[Begin SUPPLIED PASSAGE]
My sister in law just gave me a crepe/pancake cooker and I just made my first batch of Chocolate Pancakes. As per the included recipe, they did not contain a hint of chocolate. But they did have a large quantity of salt.
The pancakes were awful. No amount of maple syrup could hide the salt. The recipe was simply made up and had never been tested. I was then reminded of a cookbook I helped write once (I was the writer, not the chef). We were ‘inspired by’ a lot of existing recipes, but as I was to find out, a lot of the recipes published in existing books had also never been tested. No amount of wishful thinking could ever make the uninspired lump of gunk in front of us look like the yummy food in the photo. It was our job to experiment with the ingredients to make the recipe work.
I learned a few important things. Firstly, chefs just lend their name to recipe books that other people have written, without ever checking if the recipes work. Secondly, the cooking equipment in a commercial kitchen is nothing like a normal household oven. As an example, most restaurants use a steam oven, which is normally too expensive for most household. There is no way to duplicate this cooking technique in a normal kitchen. Thirdly, when chefs cook something, they only cook one portion at a time using a recipe with small quantities. To make a family meal, you just can’t multiply everything by four and expect to get the same outcome. The ingredients no longer react with each other in the same manner with bigger quantities. In the same way a recipe for 100 servings can’t be cut down to four servings by simply dividing everything by twenty. And finally, my last lesson was that chefs lie their hearts out. If they have found a recipe for the best mashed potatoes in the world, they will never reveal it in a cook-book. You can try to replicate a recipe you have tasted at the chef’s restaurant, but you will fail miserably because the recipe is deliberately wrong. That way you will have to keep going back to their restaurant and will appreciate the skills of the chef, skills which no mere mortal could ever replicate. One example my chef friend’s menu was his “lemon mashed potato”, which looked yellow but contained no lemon. But it was delicious. If someone went home and tried to make mash with lemon, they would get a bitter mess, not the yellow, buttery and cheesy mixture served at the restaurant.
[End SUPPLIED PASSAGE]
[Begin MATERIAL SUPPLIED]
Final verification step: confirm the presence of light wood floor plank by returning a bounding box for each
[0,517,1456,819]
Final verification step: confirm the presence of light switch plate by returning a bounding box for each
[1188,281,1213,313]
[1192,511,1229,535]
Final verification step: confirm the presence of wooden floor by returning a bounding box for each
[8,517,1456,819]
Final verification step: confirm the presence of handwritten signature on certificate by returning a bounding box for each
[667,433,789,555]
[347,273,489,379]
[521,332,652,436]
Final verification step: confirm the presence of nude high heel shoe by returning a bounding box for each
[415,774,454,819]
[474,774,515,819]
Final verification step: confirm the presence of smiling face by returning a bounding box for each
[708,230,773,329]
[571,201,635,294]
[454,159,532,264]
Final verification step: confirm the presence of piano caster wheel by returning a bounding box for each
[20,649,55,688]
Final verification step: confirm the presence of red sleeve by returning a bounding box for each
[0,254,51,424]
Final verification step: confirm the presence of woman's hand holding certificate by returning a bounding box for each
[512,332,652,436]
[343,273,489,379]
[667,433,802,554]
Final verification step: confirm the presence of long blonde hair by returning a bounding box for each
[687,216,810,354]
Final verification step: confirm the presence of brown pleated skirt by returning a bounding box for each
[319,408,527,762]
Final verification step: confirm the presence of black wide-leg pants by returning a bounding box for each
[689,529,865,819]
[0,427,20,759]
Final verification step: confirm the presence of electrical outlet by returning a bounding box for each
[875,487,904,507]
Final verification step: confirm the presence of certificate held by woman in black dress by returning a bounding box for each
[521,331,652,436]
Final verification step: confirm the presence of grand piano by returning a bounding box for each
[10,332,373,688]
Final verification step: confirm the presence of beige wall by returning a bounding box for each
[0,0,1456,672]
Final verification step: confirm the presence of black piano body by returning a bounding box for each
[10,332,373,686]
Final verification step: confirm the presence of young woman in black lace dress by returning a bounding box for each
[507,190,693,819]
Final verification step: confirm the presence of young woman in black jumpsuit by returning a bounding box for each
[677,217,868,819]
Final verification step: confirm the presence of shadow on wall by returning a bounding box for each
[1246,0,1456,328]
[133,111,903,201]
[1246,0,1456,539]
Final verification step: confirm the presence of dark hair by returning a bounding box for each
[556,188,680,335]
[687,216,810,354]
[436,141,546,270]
[End MATERIAL SUPPLIED]
- WORK TO COMPLETE
1. From the recipe passage, return the words starting with "My sister in" and going on through "the recipe work.".
2. Translate this sentence from the recipe passage into Spanish: "No amount of maple syrup could hide the salt."

- EXPECTED OUTPUTS
1.
My sister in law just gave me a crepe/pancake cooker and I just made my first batch of Chocolate Pancakes. As per the included recipe, they did not contain a hint of chocolate. But they did have a large quantity of salt.
The pancakes were awful. No amount of maple syrup could hide the salt. The recipe was simply made up and had never been tested. I was then reminded of a cookbook I helped write once (I was the writer, not the chef). We were ‘inspired by’ a lot of existing recipes, but as I was to find out, a lot of the recipes published in existing books had also never been tested. No amount of wishful thinking could ever make the uninspired lump of gunk in front of us look like the yummy food in the photo. It was our job to experiment with the ingredients to make the recipe work.

2. Ninguna cantidad de jarabe de arce podía disimular la sal.